--- SUPPLIED MATERIAL ---
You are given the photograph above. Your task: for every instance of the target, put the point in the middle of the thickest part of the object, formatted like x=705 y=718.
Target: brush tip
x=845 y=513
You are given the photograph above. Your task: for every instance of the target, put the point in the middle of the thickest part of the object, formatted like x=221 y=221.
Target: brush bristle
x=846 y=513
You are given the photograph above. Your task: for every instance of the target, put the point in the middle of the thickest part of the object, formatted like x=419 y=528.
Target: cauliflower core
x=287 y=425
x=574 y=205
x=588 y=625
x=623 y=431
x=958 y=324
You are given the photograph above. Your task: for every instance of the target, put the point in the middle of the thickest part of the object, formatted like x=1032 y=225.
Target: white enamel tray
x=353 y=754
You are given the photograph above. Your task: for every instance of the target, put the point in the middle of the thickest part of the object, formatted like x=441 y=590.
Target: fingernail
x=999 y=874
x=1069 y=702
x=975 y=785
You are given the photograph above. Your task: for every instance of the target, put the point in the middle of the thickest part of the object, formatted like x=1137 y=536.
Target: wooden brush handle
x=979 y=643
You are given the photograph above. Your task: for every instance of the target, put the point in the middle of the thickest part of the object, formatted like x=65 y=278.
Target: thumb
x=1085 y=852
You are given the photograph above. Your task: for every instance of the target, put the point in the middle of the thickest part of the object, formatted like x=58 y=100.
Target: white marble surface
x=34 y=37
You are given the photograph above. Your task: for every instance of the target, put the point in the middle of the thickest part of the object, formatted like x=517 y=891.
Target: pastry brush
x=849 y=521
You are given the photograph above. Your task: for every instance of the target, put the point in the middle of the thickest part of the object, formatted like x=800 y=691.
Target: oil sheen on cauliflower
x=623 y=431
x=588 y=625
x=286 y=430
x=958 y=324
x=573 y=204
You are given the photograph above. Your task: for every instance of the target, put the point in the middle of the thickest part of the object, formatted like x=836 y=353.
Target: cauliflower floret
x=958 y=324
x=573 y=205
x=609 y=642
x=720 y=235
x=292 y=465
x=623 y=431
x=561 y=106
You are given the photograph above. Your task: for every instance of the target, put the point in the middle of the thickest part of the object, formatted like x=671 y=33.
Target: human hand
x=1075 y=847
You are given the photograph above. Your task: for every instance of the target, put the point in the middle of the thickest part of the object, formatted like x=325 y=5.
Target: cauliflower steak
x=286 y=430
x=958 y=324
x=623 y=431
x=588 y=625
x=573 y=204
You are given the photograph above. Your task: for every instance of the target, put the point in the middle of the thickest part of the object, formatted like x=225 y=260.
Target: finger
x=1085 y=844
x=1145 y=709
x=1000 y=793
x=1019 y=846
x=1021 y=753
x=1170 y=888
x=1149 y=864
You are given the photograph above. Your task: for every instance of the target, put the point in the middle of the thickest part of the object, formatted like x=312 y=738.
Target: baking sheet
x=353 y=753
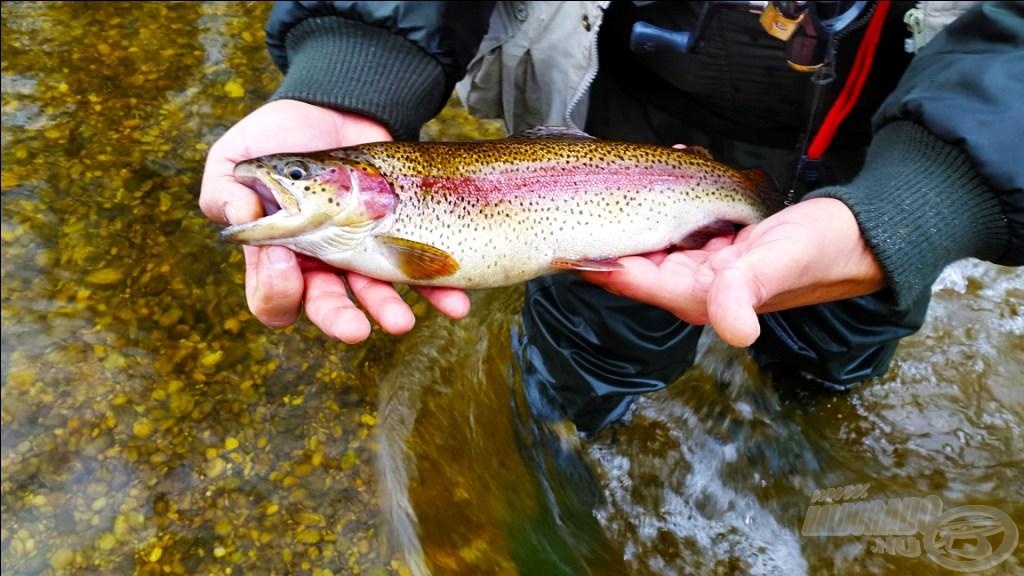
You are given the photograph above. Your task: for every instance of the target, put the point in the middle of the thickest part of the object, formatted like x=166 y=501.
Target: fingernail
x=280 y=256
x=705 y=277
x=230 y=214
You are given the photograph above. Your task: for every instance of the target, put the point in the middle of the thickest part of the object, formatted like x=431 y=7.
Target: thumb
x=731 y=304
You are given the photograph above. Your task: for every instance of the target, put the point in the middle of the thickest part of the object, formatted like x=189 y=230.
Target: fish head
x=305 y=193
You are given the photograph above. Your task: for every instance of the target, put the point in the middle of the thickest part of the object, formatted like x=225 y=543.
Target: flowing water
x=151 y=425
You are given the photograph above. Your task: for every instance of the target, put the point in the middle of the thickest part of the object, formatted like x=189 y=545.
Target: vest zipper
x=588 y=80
---
--- SUPPLIED MATERIAL ---
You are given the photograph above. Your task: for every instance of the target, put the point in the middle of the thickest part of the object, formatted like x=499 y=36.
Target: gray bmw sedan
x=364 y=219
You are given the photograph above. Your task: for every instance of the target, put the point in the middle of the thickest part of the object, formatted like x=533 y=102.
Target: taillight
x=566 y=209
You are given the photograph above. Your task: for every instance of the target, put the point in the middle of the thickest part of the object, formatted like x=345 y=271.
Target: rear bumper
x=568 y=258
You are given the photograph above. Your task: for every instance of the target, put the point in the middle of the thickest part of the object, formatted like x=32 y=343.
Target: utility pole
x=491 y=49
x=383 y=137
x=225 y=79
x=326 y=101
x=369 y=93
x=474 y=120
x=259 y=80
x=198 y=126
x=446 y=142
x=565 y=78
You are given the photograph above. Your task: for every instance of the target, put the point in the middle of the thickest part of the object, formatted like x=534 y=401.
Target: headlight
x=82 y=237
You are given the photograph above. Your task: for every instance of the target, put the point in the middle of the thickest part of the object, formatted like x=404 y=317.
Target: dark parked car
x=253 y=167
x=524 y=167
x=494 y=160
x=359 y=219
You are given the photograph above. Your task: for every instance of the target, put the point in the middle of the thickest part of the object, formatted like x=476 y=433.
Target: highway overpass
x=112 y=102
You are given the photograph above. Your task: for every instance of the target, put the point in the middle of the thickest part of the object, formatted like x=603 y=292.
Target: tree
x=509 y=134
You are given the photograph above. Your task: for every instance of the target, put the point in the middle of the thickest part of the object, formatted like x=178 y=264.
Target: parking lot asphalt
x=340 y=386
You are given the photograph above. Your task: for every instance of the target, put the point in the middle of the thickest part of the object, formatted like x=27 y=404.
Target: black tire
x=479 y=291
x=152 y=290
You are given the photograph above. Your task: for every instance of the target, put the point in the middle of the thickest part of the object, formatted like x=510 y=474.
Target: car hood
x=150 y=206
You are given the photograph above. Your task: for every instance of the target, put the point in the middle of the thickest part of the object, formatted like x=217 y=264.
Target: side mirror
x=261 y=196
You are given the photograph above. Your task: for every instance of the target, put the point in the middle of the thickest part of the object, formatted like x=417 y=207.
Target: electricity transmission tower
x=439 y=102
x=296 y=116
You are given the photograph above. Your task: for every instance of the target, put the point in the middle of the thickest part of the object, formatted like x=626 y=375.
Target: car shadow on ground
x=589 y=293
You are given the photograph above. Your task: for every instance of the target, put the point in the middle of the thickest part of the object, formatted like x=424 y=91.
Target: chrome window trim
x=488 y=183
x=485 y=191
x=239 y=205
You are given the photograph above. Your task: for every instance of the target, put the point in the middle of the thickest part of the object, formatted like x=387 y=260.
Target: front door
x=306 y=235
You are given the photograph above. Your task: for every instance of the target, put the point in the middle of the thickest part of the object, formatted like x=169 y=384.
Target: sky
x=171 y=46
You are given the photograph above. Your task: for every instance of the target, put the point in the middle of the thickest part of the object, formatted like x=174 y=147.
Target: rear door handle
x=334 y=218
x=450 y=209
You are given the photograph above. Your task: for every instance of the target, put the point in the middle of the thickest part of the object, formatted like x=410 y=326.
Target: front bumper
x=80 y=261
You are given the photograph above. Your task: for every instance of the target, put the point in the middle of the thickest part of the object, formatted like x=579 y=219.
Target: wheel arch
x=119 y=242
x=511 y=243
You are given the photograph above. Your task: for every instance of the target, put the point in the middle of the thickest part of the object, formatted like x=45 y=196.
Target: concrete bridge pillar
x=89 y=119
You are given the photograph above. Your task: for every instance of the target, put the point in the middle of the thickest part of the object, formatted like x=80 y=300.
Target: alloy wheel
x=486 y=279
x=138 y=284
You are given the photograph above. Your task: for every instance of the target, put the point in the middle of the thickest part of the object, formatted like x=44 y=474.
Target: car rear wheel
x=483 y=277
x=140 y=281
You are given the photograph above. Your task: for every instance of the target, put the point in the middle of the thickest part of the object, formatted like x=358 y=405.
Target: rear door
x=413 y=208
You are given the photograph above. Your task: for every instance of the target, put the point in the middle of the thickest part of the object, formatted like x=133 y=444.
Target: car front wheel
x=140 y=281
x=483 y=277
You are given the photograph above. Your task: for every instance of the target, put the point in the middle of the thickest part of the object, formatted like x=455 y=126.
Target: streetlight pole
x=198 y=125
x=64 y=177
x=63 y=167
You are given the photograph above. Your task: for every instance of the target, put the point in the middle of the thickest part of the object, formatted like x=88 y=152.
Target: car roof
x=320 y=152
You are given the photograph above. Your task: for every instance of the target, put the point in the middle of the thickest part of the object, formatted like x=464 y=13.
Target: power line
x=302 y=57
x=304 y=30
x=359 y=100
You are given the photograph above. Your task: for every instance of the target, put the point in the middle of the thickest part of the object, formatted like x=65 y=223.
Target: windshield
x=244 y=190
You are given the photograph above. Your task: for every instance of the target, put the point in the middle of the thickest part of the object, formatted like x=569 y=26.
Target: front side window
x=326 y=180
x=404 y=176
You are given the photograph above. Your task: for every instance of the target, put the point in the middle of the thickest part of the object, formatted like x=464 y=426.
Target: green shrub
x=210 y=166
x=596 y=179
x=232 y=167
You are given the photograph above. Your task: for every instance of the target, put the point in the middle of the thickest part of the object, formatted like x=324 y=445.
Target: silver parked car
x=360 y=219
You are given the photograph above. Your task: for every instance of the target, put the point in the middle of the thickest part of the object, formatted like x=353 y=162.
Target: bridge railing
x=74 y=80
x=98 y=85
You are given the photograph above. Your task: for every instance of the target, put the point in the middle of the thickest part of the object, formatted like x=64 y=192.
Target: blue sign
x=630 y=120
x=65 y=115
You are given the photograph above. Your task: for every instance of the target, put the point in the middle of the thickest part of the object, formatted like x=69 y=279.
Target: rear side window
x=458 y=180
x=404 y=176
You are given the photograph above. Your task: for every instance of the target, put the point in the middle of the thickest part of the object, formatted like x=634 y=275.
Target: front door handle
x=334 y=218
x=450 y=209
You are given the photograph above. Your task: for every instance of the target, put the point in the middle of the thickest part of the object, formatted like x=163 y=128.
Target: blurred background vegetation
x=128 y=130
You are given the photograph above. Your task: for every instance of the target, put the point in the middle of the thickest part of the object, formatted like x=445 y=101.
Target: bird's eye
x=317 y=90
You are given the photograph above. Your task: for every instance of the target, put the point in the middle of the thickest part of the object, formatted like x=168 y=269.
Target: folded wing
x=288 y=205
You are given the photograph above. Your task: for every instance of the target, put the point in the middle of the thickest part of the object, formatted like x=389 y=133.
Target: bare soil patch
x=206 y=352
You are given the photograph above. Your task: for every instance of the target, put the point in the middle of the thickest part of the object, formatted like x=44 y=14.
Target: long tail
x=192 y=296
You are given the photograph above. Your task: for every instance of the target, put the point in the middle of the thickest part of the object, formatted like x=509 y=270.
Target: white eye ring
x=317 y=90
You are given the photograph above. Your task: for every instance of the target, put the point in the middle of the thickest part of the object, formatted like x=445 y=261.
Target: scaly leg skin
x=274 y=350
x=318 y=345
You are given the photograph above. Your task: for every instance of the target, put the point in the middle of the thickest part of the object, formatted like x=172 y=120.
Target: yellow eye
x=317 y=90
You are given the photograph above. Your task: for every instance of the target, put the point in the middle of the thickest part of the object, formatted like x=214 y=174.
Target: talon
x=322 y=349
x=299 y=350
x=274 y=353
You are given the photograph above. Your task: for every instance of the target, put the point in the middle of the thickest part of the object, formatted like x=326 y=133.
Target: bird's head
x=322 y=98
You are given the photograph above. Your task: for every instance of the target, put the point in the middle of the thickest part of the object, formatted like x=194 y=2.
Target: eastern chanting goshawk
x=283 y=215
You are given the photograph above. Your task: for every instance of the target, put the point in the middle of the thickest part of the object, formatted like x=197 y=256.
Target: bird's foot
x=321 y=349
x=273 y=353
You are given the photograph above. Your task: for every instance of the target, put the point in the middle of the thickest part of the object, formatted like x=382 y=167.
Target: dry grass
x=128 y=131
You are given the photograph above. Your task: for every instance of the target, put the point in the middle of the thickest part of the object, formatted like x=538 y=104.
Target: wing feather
---
## DIRECTIONS FOR THIS TASK
Turn the lines of the material starting at the line containing "like x=225 y=260." and ending at the line containing "x=1149 y=864" into a numbered list, leaving out any blank lines.

## FINISHED EXERCISE
1. You are given the photograph above. Your task: for every instance of the target, put the point in the middle of the thickest part of the object, formatted like x=225 y=260.
2. Target: finger
3. x=1085 y=844
4. x=1145 y=709
5. x=1000 y=793
6. x=1019 y=846
7. x=1021 y=753
8. x=1170 y=888
9. x=1149 y=864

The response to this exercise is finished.